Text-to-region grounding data
--*--

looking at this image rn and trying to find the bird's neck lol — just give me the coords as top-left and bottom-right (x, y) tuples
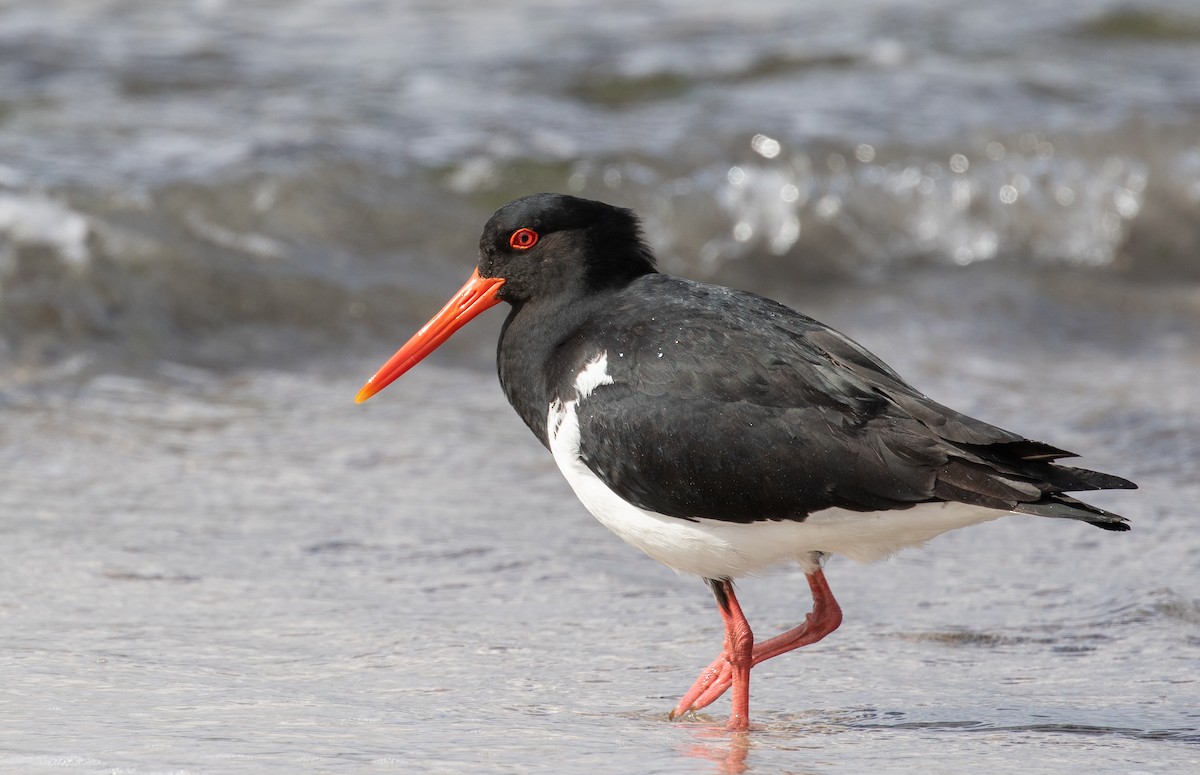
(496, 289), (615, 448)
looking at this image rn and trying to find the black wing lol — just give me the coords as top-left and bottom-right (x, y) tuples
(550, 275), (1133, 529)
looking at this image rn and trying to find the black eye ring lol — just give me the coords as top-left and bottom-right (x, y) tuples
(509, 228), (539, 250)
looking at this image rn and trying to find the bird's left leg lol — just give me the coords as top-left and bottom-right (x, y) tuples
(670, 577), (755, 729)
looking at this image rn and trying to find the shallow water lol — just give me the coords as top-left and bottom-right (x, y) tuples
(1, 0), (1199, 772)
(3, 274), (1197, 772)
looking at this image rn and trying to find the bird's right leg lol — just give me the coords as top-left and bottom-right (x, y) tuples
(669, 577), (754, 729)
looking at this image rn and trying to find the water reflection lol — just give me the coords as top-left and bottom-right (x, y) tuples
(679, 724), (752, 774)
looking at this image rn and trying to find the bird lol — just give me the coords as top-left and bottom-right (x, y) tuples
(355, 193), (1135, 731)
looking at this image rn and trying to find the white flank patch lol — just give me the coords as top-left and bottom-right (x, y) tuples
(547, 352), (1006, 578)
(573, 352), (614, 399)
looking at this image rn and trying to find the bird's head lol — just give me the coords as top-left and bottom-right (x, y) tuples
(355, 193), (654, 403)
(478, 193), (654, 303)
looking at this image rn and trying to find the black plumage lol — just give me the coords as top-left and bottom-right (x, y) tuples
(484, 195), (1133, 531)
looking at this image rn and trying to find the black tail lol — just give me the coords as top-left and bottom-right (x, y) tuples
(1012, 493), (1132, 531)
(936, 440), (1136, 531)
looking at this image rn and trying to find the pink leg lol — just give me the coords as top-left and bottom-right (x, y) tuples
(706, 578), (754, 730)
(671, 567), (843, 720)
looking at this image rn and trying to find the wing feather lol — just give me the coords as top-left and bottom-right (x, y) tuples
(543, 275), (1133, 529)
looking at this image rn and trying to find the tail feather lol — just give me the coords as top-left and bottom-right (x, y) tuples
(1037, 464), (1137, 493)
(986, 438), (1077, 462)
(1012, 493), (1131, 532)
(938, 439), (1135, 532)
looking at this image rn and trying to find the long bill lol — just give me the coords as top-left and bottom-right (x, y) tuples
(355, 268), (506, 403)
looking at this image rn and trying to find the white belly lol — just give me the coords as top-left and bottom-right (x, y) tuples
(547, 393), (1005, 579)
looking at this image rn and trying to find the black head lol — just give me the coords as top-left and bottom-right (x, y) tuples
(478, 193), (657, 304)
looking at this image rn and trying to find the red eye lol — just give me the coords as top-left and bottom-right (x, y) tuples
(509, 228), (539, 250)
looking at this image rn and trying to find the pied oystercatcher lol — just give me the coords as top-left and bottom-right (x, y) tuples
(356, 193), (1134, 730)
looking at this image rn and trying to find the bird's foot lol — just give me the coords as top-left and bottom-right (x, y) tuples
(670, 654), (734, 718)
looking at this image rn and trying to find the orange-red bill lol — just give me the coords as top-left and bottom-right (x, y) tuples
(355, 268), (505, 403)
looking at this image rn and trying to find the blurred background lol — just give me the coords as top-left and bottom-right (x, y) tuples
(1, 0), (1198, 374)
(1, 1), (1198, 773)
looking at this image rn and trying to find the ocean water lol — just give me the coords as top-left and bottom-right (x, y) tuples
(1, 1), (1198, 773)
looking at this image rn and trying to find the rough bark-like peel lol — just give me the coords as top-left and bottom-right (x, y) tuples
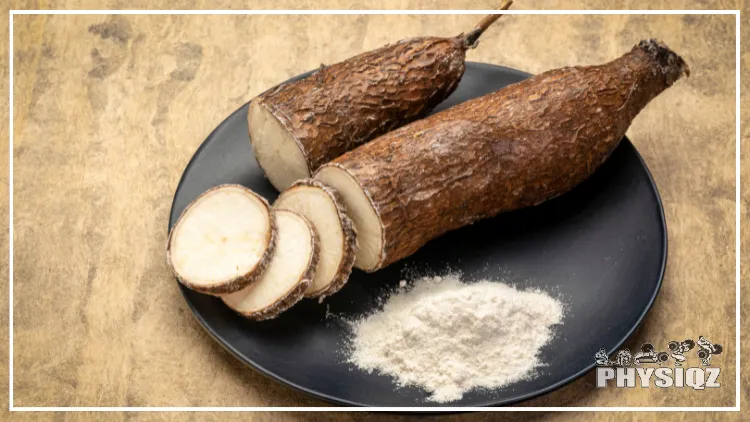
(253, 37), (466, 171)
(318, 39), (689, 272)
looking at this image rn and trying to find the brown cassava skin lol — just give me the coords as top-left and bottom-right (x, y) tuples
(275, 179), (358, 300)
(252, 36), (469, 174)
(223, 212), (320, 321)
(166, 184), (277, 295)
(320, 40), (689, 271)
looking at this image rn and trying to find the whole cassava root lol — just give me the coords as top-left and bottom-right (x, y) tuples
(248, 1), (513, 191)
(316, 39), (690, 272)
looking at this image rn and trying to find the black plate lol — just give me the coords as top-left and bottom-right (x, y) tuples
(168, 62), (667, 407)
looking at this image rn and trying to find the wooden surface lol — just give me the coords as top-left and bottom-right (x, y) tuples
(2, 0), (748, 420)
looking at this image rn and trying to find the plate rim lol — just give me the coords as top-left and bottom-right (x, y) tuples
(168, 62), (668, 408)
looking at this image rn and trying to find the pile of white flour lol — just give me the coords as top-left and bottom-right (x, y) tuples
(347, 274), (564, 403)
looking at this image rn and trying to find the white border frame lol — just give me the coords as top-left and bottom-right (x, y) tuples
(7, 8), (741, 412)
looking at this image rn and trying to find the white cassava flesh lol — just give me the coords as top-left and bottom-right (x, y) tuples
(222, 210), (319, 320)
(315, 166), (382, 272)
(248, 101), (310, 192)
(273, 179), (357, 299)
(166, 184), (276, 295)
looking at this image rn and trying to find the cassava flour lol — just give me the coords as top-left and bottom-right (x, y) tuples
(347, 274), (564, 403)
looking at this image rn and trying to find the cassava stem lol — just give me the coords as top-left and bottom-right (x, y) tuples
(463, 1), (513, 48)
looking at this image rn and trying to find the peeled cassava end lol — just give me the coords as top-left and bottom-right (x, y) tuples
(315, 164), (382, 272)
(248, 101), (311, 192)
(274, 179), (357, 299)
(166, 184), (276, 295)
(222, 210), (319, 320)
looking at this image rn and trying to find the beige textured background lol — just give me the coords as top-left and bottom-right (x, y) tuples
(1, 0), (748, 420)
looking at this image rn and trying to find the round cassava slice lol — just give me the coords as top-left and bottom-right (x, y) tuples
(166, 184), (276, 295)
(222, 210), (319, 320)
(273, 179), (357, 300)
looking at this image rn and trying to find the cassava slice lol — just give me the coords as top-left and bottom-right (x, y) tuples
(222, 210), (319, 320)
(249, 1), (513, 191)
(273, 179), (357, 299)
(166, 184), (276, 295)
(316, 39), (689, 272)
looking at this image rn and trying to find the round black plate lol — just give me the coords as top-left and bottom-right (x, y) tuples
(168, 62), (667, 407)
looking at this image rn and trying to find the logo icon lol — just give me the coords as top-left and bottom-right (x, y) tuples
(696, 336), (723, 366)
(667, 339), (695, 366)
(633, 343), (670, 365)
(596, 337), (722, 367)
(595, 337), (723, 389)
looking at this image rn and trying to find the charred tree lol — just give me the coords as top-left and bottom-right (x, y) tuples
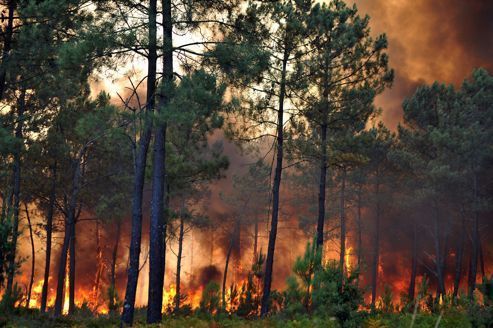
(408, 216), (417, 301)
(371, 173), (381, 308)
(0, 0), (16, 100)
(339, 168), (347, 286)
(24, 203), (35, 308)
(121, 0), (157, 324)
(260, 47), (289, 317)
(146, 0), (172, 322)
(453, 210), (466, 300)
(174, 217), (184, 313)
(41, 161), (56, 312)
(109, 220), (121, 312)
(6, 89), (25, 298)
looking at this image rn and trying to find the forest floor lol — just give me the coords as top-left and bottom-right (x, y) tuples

--*--

> _What is needed_
Set the data above down again exactly as given, with no pictures.

> _Exercise solution_
looking at this image rn and trying to find the bird's neck lol — just give me the coords as top-left and bottom-right (x, y) tuples
(496, 289), (615, 448)
looking at this image rn and trying to find the black wing lol — just give me the coords as top-left and bottom-right (x, y) tuples
(550, 275), (1133, 529)
looking at this image rn and trying to find the black eye ring lol — just give me the coords as top-left and bottom-right (x, y) tuples
(509, 228), (539, 250)
looking at this image rn and trying to find the bird's left leg lol — just give me the coords as top-left and bottom-right (x, y) tuples
(670, 577), (755, 729)
looking at this image rn and trying to find the shallow water lol — just give me the coords as top-left and bottom-right (x, y) tuples
(1, 0), (1199, 772)
(3, 274), (1197, 772)
looking at this image rn and trying to find the bird's right leg lol — just give me the coords as top-left and bottom-right (x, y) tuples
(669, 577), (754, 729)
looking at this image rn and trying to find the water reflection lol — just give me the coords as top-left and bottom-right (x, y) tuples
(679, 724), (752, 774)
looking at this image rn and trying to find the bird lol — just give me the coords as top-left and bottom-right (x, y) tuples
(355, 193), (1135, 731)
looking at this image rn and trying to find the white flank patch lol — just give me the coords as top-left and bottom-right (x, y) tuples
(547, 352), (1006, 578)
(573, 352), (614, 399)
looking at this image rn and trying to find the bird's head lol — just give me the coords as top-left and bottom-right (x, y) tuples
(355, 193), (654, 403)
(478, 193), (654, 303)
looking at this image rn and trying to find the black plumage lol — just give me the coords as top-left and bottom-right (x, y) tuples
(484, 195), (1133, 531)
looking at this image rn and trying to find the black tail lol — just give me the coords as top-left and bottom-right (x, y) tuples
(1012, 493), (1132, 531)
(936, 440), (1136, 531)
looking at this image rn and trying to find the pink leg lol — just give me the coords as top-left and bottom-right (x, y) tuples
(706, 578), (754, 730)
(671, 567), (843, 720)
looking at this image rn and trying to find the wing feather lol — just give me the coords as top-left and bottom-right (x, y) tuples
(543, 275), (1133, 529)
looking at this image rn and trying to find the tail feather lol — just give me the coords as top-left and bottom-right (x, y) tuples
(1037, 464), (1137, 493)
(986, 438), (1077, 462)
(1012, 493), (1131, 532)
(938, 439), (1135, 532)
looking at this image rn and trying to find the long bill lol — just give me the coords as top-left and bottom-right (x, y) tuples
(355, 268), (506, 403)
looking at this image rn and trying to find the white belly lol — just give me the coords as top-left and bottom-right (x, y) tuples
(547, 393), (1005, 579)
looking at this image rn and trying to find the black head lol — just give me the coords as top-left and bottom-right (x, y) tuples
(478, 193), (657, 304)
looking at this image rn and trying to find the red eye lol — just give me the coords as top-left and bottom-right (x, y) tuples
(509, 228), (539, 250)
looking at this image rn and trying to find the pied oystercatcher lol — just give me the coords as top-left and bottom-right (x, y) tuples
(356, 193), (1134, 730)
looking at this image rn and trying to find the bird's foot lol — just give me the coords as top-left and bottom-right (x, y) tuples
(670, 654), (734, 718)
looking at this image rn and trying to find the orange-red bill lol — just give me the coords as top-left and bottom-right (x, y) tuples
(355, 268), (505, 403)
looking at this image rn and trying to find the blurred background lol — just give me the coords as top-left and bottom-right (x, y) tuples
(1, 0), (1198, 374)
(1, 1), (1198, 773)
looking at this image rn and trying to find the ocean water lol — just give me the coords as top-left and bottom-right (x, y) tuples
(1, 1), (1198, 773)
looking at this image rn and trying to find the rough bark-like peel lol — just give me the coords as top-left and bottom-right (x, y) tuples
(253, 37), (466, 171)
(318, 39), (689, 272)
looking at this image rn and trying to find the brown cassava skin lol — just give me the coords as top-left and bottom-right (x, y) tuples
(275, 179), (358, 300)
(252, 36), (469, 174)
(223, 212), (320, 321)
(166, 184), (277, 295)
(320, 40), (689, 271)
looking at this image rn and trying to find the whole cassava root lol — just give me the coords as top-left and bottom-right (x, y) tuples
(248, 1), (513, 191)
(316, 39), (690, 272)
looking at this image rn and trying to find the black plate lol — just give me the coords as top-left and bottom-right (x, y) tuples
(168, 62), (667, 407)
looking at this image rn and trying to find the wooden surface lol — just give me the coords as top-left and bottom-right (x, y) tuples
(2, 0), (748, 420)
looking at this image rn and trying to find the plate rim lol — just give me the coords as top-left and bottom-right (x, y) tuples
(168, 62), (668, 408)
looking at this image rn and trying to find the pile of white flour lol — just give me the coords as top-left and bottom-right (x, y) tuples
(347, 274), (564, 403)
looking at this image rn and trying to find the white border frame lol — just give me the coords as top-left and bottom-right (x, y) tuples
(7, 8), (741, 412)
looking at this image rn and trying to find the white cassava flesh lol — just give me the coords as top-left and bottom-right (x, y) tuples
(222, 210), (319, 320)
(315, 166), (382, 272)
(248, 101), (310, 192)
(273, 179), (357, 299)
(166, 184), (276, 295)
looking at this image rn and trying to find the cassava flour lol — just give me the coords as top-left and bottom-right (x, y) tuples
(347, 274), (564, 403)
looking at this image rn and trying to find the cassava stem lol — just give me the coords as top-left and bottom-right (x, y) tuples
(463, 1), (513, 48)
looking at this image rn and trying to find the peeled cassava end lol — just give me the coords as top-left and bottom-right (x, y) tuples
(315, 164), (382, 272)
(248, 101), (311, 192)
(274, 179), (357, 299)
(166, 184), (276, 295)
(222, 210), (319, 320)
looking at this image rn and trying to find the beige textured background lol — just give me the coords as top-left and bottom-right (x, y) tuples
(1, 0), (748, 420)
looking at this image rn and trying to find the round cassava slice lol — just give me the coords as top-left and bottom-right (x, y) tuples
(166, 184), (276, 295)
(222, 210), (319, 320)
(273, 179), (357, 300)
looking at this image rn and trying to find the cassava slice lol — just give me the coords as top-left and bottom-right (x, y) tuples
(222, 210), (319, 320)
(249, 1), (513, 191)
(273, 179), (357, 299)
(166, 184), (276, 295)
(316, 39), (689, 272)
looking at this image rn and trying to find the round black plate lol — just give me the coords as top-left and bottom-right (x, y) tuples
(168, 62), (667, 407)
looking at this image rn and trying to find the logo icon lol — just give me the coords as top-left and bottom-right (x, y) tuples
(696, 336), (723, 366)
(667, 339), (695, 366)
(633, 343), (670, 365)
(596, 337), (722, 367)
(595, 337), (723, 389)
looking at this image rn and trying to find the charred tree lol — just give me the coords as top-left and bottom-right (x, y) tuples
(408, 216), (417, 301)
(371, 173), (381, 308)
(0, 0), (16, 100)
(339, 168), (347, 286)
(24, 203), (35, 308)
(121, 0), (157, 324)
(260, 47), (289, 317)
(146, 0), (172, 322)
(453, 210), (466, 300)
(174, 217), (184, 313)
(41, 161), (56, 312)
(109, 220), (121, 312)
(6, 89), (25, 298)
looking at this image rn and trying to find the forest floor lol — just give me the coords as top-left and bottom-right (x, y) tuples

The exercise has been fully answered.